Copy each entry as it stands, leaving nothing out.

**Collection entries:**
— BEGIN —

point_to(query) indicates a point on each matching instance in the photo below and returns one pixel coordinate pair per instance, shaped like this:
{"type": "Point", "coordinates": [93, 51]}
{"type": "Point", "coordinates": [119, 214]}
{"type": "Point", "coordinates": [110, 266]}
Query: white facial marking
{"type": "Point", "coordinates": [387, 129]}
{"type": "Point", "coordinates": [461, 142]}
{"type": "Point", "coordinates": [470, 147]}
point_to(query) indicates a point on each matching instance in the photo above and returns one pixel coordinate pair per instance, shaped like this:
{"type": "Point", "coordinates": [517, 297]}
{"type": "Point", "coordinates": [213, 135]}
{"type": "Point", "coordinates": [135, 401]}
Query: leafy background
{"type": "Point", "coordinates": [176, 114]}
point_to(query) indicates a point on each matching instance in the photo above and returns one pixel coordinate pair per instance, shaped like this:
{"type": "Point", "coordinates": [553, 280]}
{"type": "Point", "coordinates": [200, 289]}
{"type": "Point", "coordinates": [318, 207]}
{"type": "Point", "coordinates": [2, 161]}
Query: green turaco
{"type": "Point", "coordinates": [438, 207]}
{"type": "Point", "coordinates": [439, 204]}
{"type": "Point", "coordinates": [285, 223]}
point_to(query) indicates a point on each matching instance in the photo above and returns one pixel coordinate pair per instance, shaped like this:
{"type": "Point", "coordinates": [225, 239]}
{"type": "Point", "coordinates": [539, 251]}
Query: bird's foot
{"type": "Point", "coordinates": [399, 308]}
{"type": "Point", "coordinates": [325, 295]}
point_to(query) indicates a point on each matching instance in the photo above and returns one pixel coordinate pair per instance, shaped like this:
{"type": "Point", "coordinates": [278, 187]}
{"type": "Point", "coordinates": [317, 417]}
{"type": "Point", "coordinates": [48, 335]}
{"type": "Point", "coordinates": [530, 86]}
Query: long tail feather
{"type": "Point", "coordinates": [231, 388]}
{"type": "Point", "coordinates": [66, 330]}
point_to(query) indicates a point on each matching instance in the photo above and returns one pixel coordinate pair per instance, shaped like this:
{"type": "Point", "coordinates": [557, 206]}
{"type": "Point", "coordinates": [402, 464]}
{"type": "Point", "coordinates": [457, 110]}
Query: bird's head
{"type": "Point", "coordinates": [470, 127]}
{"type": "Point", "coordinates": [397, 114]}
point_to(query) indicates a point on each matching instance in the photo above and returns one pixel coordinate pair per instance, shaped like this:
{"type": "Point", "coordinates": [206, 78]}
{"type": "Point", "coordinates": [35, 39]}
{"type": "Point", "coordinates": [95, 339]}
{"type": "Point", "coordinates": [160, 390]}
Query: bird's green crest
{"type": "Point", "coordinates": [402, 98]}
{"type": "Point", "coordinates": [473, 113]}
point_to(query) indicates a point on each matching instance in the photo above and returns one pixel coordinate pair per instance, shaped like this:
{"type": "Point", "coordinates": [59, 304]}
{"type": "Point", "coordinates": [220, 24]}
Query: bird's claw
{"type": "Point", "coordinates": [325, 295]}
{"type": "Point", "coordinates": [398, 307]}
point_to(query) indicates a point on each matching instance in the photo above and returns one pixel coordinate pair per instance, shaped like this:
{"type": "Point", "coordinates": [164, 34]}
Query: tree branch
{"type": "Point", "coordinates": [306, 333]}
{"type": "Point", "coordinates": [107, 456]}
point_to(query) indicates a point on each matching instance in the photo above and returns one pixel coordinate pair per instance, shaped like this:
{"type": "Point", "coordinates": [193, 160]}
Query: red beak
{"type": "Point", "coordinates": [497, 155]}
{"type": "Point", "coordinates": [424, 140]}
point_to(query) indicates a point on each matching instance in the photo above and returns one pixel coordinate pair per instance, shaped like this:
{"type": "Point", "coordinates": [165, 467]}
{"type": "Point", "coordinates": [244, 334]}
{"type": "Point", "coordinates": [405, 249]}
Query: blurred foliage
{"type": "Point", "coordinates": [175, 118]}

— END —

**Complete response:**
point_to(query) indicates a point on each matching instance in the photo below and returns one pixel coordinate pair per instance, shaped like this:
{"type": "Point", "coordinates": [93, 51]}
{"type": "Point", "coordinates": [119, 214]}
{"type": "Point", "coordinates": [110, 266]}
Query: white facial marking
{"type": "Point", "coordinates": [387, 129]}
{"type": "Point", "coordinates": [461, 142]}
{"type": "Point", "coordinates": [470, 147]}
point_to(query) indicates a point on each matching instance in the photo above and returns one pixel coordinate pair per instance, shaped like this:
{"type": "Point", "coordinates": [517, 297]}
{"type": "Point", "coordinates": [213, 135]}
{"type": "Point", "coordinates": [135, 401]}
Query: leafy background
{"type": "Point", "coordinates": [176, 114]}
point_to(query) indicates a point on each matching instance in the photo above and returns one pixel coordinate pair per instance, shaped like this:
{"type": "Point", "coordinates": [553, 280]}
{"type": "Point", "coordinates": [200, 289]}
{"type": "Point", "coordinates": [318, 207]}
{"type": "Point", "coordinates": [2, 161]}
Query: green turaco
{"type": "Point", "coordinates": [438, 207]}
{"type": "Point", "coordinates": [439, 204]}
{"type": "Point", "coordinates": [285, 223]}
point_to(query) indicates a point on each matching instance in the photo above and returns one pixel coordinate pair per instance, shaped like this:
{"type": "Point", "coordinates": [225, 239]}
{"type": "Point", "coordinates": [539, 251]}
Query: bird's foot
{"type": "Point", "coordinates": [399, 308]}
{"type": "Point", "coordinates": [325, 295]}
point_to(query) indicates a point on each matching instance in the photo above and returns one pixel coordinate pair per instance, shaped like this:
{"type": "Point", "coordinates": [278, 187]}
{"type": "Point", "coordinates": [317, 417]}
{"type": "Point", "coordinates": [48, 335]}
{"type": "Point", "coordinates": [530, 86]}
Query: long tail feather
{"type": "Point", "coordinates": [231, 388]}
{"type": "Point", "coordinates": [66, 330]}
point_to(query) indicates a point on each matching instance in the photo above and returns one pixel coordinate pair per instance, shaped like this:
{"type": "Point", "coordinates": [557, 206]}
{"type": "Point", "coordinates": [402, 464]}
{"type": "Point", "coordinates": [457, 110]}
Query: bird's head
{"type": "Point", "coordinates": [470, 127]}
{"type": "Point", "coordinates": [397, 114]}
point_to(query) indicates a point on each matching instance in the photo above and returns one pixel coordinate pair per instance, shaped like this:
{"type": "Point", "coordinates": [206, 78]}
{"type": "Point", "coordinates": [35, 39]}
{"type": "Point", "coordinates": [95, 339]}
{"type": "Point", "coordinates": [160, 390]}
Query: bird's green crest
{"type": "Point", "coordinates": [402, 98]}
{"type": "Point", "coordinates": [473, 113]}
point_to(query) indicates a point on each matching instance in the photo above and returns one pixel coordinate pair per instance, shaped like this:
{"type": "Point", "coordinates": [59, 304]}
{"type": "Point", "coordinates": [220, 24]}
Query: bird's claw
{"type": "Point", "coordinates": [325, 295]}
{"type": "Point", "coordinates": [398, 307]}
point_to(query) indicates a point on each matching instance in the photo above and returns one pixel coordinate pair per instance, shaped like this:
{"type": "Point", "coordinates": [164, 34]}
Query: tree branch
{"type": "Point", "coordinates": [306, 333]}
{"type": "Point", "coordinates": [107, 456]}
point_to(query) indicates a point on each matching instance in the photo above and returns one pixel coordinate pair per instance, shaped like this:
{"type": "Point", "coordinates": [193, 160]}
Query: red beak
{"type": "Point", "coordinates": [497, 155]}
{"type": "Point", "coordinates": [424, 140]}
point_to(query) indicates a point on each matching instance in the photo above and returns one pixel coordinate pair per instance, shaped like this:
{"type": "Point", "coordinates": [165, 467]}
{"type": "Point", "coordinates": [244, 334]}
{"type": "Point", "coordinates": [405, 249]}
Query: blurred foliage
{"type": "Point", "coordinates": [175, 118]}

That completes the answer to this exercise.